# Task 1
Copy the records from the line with "like point(23, 31)." through the line with "point(525, 274)", keeping both of those lines.

══ Quoted passage ══

In the wake of protesters in Bristol pulling down a statue of 17th-century slave trader Edward Colston, Gary Younge talks to museum curators as they review what is on display.

There’s an additional piece by Simon O’Hagan on the previous page, 124, which adds

Museums might be closed, but curators are keeping busy reassessing what they have on display – minds focused by the toppling of the statue of slave trader Edward Colston in Bristol in June. In the words of one curator, “in Britain you’re never more than 150 miles rom a looted African object.”

Presented by Gary Younge, who discovers that when the public is re-admitted to museums after lockdown, there is a distinct possibility that some display cases may have notable absences.

The debate over the return of looted and seized objects to indigenous communities around the world has been going on for several decades. Much of it is about the display of human remains. A few years ago a series about the British Museum showed that august institution repatriating a set of indigenous Australian burials to Tasmanian people from which they were seized. It’s not just African and indigenous peoples demanding that their ancestors and their property should be returned. The Greeks have famously been demanding the return of the Elgin Marbles for decades, if not since they very moment Lord Elgin collected them in the 19th century. In very many cases, I don’t doubt that the moral argument is with those demanding their return, and that it’s the right thing to do.

The mention of the toppling of Edward Colston’s statue in Bristol adds a dimension that complicates the issue. The repatriation of these objects is supposed to be about modern, western museums correcting the moral injustices of an imperial past. But many of the looted objects themselves are the products of slaving societies, and were seized by British forces during wars fought to extirpate the slave trade.

The Benin Bronzes are case in point. These are superbly sculpted bronze heads, which were made as part of shrines to the chief’s oba. Literally meaning ‘right arm’, the word also denotes his spiritual power, rather like the numa of the pagan Roman emperors. However, Benin, then Dahomey, was a major centre of the African slave trade. It had a plantation economy centred on cotton production like the American Deep South, and was a major exporter. So much so that the British launched a war against them from 1850 to 1852 after their king, Guezo, refused to give it up and continued trading. The bronzes were seized by the victorious British forces.

Nobody was talking about their repatriation until the 1980s, when ‘African radical’ and the highly controversial leader of Brent council, Bernie Grant, demanded their return. I’ve no doubt that Grant was motivated by genuine indignation about the humiliation of an African nation by the British empire. But there is an irony here in that such a very outspoken opponent of anti-Black racism should have been seeking to return objects that had been taken as part of military action against an African slave state. And one that had absolutely no qualms, and grew rich, from enslaving the ancestors of Black Brits, West Indians and Americans like Grant.

Ditto with some of the objects that may have been returned to Ethiopia. A year or so ago the I reported that a particularly holy cross belonging to the Ethiopian Orthodox Church, which had been seized by the British army in the 19th century, had also been repatriated to its country of origin. I wondered if the relic had also been looted in a similar campaign launched in that century to stop Abyssinian slave-raiding across the border into Sudan and what is now Kenya. If so, then it could be argued that it should not be repatriated, as it was a legitimate spoil in a war the British were justified in waging.

═══
══ Records shown ══

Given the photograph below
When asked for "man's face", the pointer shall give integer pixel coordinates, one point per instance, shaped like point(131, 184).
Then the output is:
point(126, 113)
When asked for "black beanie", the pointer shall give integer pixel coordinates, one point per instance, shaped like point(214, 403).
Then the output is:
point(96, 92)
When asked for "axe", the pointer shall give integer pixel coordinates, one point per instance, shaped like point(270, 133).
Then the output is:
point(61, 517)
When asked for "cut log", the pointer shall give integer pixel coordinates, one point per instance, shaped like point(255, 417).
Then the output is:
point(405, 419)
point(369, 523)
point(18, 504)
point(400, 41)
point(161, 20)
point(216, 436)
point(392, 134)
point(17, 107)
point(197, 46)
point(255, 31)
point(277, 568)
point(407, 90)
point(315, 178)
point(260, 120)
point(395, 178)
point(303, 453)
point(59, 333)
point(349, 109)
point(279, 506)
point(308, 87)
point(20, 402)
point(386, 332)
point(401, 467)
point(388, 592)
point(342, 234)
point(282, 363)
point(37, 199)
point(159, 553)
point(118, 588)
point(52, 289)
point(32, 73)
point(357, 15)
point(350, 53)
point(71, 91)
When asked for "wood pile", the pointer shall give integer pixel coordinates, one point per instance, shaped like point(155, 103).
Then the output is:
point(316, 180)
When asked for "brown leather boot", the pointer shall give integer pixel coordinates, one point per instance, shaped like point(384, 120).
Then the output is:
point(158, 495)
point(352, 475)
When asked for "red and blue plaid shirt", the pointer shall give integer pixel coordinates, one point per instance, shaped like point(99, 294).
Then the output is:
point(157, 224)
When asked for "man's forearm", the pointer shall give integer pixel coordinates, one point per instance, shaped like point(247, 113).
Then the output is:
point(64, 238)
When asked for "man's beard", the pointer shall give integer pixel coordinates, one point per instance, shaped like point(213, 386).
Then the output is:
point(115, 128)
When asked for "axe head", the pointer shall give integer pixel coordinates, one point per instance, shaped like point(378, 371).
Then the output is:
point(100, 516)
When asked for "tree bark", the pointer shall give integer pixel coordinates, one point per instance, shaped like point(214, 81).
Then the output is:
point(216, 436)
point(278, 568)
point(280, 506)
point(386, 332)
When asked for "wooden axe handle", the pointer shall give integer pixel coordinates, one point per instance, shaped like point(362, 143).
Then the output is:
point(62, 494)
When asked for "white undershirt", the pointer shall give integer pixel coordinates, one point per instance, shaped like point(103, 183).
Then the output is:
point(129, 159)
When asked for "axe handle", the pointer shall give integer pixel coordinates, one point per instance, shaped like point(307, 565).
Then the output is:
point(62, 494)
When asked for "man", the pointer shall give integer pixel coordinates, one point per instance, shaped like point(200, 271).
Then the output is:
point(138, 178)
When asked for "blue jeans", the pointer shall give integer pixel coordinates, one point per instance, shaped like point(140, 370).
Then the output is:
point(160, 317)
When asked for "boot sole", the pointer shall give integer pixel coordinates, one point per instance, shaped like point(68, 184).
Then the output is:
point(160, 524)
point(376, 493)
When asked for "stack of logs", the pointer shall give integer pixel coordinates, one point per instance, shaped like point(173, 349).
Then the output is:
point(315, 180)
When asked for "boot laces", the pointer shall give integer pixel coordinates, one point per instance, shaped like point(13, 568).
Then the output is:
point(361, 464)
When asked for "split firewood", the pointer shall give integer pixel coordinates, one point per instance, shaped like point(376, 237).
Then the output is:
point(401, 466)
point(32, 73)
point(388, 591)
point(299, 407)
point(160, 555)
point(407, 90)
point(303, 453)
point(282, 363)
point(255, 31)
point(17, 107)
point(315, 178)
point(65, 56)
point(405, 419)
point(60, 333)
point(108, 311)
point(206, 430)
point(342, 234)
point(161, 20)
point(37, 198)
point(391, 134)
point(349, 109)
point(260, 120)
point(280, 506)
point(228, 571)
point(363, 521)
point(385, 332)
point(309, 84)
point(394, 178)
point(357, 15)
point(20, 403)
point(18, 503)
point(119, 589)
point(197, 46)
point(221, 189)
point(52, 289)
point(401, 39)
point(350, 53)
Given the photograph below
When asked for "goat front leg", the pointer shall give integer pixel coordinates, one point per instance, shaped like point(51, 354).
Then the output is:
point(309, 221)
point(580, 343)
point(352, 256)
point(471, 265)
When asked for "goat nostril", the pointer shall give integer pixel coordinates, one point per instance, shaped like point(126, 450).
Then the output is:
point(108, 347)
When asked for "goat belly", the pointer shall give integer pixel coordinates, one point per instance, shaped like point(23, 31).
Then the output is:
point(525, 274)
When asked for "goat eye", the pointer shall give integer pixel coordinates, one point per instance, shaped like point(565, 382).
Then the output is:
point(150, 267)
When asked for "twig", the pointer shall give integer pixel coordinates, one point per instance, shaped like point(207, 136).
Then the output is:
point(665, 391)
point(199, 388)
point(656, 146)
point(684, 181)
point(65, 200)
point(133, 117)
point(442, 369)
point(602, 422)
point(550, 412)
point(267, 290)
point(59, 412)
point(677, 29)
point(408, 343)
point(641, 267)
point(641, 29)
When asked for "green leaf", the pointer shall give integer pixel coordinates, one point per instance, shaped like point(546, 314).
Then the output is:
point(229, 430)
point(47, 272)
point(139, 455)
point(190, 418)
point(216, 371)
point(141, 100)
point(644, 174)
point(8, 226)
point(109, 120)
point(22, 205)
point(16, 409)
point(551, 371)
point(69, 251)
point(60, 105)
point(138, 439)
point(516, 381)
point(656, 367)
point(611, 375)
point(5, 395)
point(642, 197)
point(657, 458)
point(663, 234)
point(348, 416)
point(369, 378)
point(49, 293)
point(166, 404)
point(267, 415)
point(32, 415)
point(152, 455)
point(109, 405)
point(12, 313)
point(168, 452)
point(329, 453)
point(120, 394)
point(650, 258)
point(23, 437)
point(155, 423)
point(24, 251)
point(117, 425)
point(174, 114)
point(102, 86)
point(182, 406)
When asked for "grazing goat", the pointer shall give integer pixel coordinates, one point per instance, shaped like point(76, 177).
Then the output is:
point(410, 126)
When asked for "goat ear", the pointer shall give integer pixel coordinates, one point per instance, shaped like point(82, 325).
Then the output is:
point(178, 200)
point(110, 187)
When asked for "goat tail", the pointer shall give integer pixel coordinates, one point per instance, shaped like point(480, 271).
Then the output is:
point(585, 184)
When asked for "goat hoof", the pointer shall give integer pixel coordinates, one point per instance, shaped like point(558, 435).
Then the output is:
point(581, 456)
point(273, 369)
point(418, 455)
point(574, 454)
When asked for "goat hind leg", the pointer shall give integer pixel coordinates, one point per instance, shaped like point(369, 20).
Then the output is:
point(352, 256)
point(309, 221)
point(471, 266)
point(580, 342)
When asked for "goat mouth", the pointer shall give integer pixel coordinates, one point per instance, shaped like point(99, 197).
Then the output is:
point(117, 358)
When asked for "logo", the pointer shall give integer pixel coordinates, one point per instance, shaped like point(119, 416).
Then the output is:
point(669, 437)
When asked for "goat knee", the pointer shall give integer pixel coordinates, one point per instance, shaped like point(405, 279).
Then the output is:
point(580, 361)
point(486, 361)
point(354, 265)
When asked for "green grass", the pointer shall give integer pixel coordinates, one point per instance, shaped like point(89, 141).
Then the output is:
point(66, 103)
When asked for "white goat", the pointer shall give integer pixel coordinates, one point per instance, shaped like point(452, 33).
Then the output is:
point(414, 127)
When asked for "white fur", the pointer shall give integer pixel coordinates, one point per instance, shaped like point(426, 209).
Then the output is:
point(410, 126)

═══

# Task 2
Name every person mentioned by name in the text about museums and looted objects.

# Response 1
When asked for "goat belly", the pointer shall give integer pixel coordinates, one point per instance, shaped like point(23, 31).
Then the output is:
point(525, 274)

# Response 2
Edward Colston, Gary Younge, Simon O’Hagan, Lord Elgin, Guezo, Bernie Grant